**Excerpt provided**
-----

Yes, there certainly are different histories of philosophy that go with these.  You could say they are different faces of Marx which you could then line up, like you are doing, with different lines of Marxist tradition and maybe even with different traditions within Modern Philosophy as a whole that could stand in for them.  It is true that everybody creates her or his own history of philosophy.  [00:03:44]  Everyone that works in this way constructs his or her own history of philosophy that stands behind them and that is one way, like you are trying to do, of identifying the differences between two thinkers is like to look at the different history of philosophies that they have constructed behind them.

CRESTON [00:04:03]

Right, and for you, you talk about the certain philosophies of history and one of these, the main figures, as you talk about, you are interested in modes of production, and how subjectivity gets constructed, and I am curious like how would you understand the subjectivity, what in general is subjectivity?

-----

**The data**
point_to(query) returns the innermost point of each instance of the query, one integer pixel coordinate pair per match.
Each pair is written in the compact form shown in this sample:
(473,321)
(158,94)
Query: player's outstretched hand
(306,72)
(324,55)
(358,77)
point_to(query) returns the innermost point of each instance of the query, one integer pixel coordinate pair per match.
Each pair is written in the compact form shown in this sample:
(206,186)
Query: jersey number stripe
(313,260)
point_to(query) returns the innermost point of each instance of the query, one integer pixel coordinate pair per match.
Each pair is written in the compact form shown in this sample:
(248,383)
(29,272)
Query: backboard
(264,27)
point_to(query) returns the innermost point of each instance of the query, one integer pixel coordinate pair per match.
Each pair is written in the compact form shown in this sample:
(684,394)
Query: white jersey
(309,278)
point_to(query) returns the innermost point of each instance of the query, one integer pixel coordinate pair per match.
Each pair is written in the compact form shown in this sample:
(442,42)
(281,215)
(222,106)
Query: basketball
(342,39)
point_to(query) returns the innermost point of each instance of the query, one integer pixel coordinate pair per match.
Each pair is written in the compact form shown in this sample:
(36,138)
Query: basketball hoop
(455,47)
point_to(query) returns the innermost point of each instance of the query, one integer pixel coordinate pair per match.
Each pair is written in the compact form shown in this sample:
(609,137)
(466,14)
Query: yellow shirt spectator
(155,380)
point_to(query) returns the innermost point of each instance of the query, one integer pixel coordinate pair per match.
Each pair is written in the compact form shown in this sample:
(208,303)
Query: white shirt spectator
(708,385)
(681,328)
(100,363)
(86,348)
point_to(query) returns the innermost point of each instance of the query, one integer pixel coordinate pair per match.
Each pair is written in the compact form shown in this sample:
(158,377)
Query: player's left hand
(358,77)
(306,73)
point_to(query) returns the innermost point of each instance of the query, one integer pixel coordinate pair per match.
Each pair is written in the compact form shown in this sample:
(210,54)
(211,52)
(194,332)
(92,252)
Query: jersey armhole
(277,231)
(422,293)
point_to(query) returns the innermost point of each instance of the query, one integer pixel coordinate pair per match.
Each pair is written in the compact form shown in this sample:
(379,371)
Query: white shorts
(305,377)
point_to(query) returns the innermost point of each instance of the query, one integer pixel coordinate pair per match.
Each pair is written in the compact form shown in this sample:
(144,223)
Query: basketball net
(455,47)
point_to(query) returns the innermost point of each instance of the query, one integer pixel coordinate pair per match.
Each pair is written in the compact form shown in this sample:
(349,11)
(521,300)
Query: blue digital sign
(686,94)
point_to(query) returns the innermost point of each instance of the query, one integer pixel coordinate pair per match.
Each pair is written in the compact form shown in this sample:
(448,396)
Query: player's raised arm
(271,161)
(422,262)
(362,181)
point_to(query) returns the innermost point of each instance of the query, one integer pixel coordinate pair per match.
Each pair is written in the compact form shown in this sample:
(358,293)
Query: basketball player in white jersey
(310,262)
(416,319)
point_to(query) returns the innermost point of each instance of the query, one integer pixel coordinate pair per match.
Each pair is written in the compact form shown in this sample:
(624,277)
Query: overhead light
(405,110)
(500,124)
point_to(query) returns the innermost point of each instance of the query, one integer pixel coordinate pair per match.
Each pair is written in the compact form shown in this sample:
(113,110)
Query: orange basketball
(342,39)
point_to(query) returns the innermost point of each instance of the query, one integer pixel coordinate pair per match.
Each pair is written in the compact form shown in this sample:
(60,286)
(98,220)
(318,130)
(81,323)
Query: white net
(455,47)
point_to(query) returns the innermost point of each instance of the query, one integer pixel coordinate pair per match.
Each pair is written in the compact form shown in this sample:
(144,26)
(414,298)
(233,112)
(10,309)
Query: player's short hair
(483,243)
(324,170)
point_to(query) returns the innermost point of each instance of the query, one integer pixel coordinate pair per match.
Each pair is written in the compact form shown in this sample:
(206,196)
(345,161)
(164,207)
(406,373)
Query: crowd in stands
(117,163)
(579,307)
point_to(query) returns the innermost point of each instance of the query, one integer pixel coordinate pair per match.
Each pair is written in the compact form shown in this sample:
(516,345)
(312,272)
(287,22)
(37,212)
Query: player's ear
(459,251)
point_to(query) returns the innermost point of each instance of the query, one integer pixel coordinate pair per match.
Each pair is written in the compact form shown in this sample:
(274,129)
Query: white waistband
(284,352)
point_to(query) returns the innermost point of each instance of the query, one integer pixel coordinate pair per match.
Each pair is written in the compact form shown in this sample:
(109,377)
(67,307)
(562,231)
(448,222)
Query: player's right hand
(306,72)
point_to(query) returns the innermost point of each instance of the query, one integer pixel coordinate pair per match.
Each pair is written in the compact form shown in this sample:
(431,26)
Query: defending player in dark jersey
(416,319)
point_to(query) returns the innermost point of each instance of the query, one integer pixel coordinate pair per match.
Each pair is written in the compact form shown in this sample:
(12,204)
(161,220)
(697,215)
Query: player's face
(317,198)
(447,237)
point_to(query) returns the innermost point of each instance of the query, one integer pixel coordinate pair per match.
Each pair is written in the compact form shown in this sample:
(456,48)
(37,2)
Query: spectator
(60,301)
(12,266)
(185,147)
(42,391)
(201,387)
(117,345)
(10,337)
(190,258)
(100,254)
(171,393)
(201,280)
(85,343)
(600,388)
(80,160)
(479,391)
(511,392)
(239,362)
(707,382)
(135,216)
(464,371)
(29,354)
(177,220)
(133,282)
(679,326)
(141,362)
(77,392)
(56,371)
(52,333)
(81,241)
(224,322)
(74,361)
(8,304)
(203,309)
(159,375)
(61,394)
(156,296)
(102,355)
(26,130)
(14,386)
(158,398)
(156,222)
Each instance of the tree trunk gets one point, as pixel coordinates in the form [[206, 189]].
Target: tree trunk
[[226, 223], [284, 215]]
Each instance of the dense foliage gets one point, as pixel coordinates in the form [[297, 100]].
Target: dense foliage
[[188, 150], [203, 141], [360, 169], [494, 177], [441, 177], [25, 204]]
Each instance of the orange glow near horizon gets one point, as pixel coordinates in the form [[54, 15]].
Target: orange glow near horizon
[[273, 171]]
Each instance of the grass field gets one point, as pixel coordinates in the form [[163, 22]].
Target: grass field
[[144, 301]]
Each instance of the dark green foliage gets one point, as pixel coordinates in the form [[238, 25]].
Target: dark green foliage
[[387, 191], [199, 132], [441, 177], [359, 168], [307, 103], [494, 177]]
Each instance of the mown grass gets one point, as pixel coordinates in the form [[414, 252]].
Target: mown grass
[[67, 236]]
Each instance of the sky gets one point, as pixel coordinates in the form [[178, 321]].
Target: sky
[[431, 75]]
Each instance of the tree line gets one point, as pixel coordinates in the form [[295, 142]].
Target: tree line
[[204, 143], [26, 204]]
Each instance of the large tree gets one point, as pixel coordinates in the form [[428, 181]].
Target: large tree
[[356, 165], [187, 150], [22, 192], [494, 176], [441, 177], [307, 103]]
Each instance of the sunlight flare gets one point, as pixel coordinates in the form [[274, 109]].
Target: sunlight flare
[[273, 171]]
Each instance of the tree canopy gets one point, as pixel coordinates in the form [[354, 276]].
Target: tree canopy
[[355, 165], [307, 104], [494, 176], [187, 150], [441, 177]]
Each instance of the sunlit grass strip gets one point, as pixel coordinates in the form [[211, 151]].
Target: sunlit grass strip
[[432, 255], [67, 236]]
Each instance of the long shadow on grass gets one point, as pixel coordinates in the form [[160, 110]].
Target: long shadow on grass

-----

**Tasks for this exercise**
[a] In the interview on Marx and the history of philosophy, what does the speaker say everybody creates?
[b] Resume the interview on Marx and the history of philosophy after its final line, replying to the question about what subjectivity is in general.
The data after the interview excerpt is unrelated material.

**Answers by item**
[a] Everybody creates her or his own history of philosophy.

[b]
HARDT [00:04:30]

Well, start by thinking about what we can do because that is really a lot of what interests me here: What are our abilities to think and what are the limits of our ability to think, to imagine a better world, to imagine ourselves in a better world—this power to think and then also the power to act.  These are at least two aspects of what subjectivity is.  So we both (with that kind of investigation), we both want to ask: What is it that we can do; what is it that we can do together; what kind of society can we build; what kind of things can we make, and also at the same time, what are the forces and structures that limit those abilities, [00:05:15] that separate us from what we can do—you might say—that make it impossible for us to imagine a better world or impossible for us to bring about theworld that we imagine.  [00:05:30] That is what, that is at least one way of approaching what the question of subjectivity is here.  It has to do with our abilities to produce, produce ideas, imagination, produce reality itself.

CRESTON [00:05:41]

And what would you say is some of the key obstacles, as an example, for what blocks, say, our ability to produce subjectivity, to connect, to relate to others in their own differences of production?  What are some obstacles, that [00:06:00] you can see that are dominant, or are there such obstacles?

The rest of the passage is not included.